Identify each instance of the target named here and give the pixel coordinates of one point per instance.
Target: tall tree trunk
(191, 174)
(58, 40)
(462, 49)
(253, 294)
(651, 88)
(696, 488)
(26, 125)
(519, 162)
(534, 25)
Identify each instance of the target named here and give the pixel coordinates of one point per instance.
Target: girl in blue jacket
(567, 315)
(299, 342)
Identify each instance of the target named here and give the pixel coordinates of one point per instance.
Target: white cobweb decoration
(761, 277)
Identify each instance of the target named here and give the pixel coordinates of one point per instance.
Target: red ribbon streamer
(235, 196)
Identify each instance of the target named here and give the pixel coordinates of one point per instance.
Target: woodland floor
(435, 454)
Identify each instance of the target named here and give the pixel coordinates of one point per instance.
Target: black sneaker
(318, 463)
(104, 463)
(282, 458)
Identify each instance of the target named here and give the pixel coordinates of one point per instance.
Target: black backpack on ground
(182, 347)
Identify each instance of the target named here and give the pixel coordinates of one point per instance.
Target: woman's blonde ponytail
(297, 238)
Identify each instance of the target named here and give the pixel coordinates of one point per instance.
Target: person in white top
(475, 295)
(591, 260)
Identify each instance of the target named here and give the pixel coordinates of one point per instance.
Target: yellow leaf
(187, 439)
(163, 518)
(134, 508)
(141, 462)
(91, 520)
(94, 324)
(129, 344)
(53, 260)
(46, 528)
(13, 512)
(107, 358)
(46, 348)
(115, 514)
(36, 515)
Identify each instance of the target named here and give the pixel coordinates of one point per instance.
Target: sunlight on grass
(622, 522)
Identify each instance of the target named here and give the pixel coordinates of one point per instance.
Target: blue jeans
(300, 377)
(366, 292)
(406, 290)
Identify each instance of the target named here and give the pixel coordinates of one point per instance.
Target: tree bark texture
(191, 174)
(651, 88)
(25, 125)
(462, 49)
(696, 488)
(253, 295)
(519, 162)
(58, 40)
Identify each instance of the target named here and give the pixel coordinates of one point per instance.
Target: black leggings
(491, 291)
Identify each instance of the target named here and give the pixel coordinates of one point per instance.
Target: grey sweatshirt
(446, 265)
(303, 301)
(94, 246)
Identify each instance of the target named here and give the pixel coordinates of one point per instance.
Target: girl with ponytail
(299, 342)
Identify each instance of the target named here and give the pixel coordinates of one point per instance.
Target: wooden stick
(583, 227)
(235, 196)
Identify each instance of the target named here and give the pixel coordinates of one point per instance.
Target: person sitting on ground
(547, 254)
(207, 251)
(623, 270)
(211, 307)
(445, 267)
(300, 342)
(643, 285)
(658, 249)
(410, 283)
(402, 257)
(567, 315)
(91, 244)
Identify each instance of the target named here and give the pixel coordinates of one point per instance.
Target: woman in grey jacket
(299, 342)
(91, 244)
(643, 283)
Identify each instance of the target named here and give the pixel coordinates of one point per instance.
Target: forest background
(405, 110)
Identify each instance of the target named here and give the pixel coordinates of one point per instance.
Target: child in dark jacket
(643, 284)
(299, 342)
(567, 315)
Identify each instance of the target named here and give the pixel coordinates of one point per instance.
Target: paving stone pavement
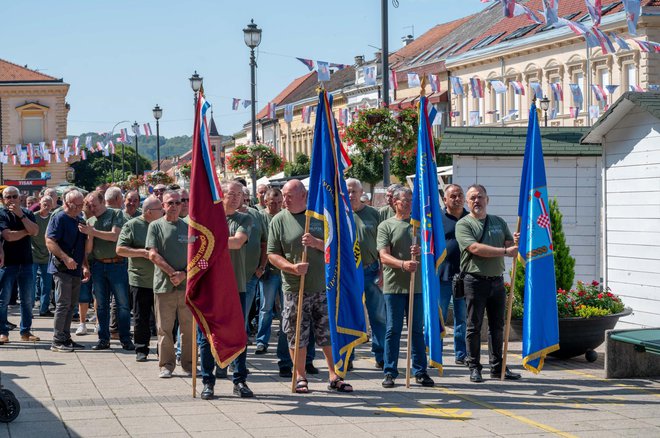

++++++

Please pick out every line in the material above that contains the word "girl", matching case exactly.

- Full solution -
Target: girl in blue jacket
Target: girl with ponytail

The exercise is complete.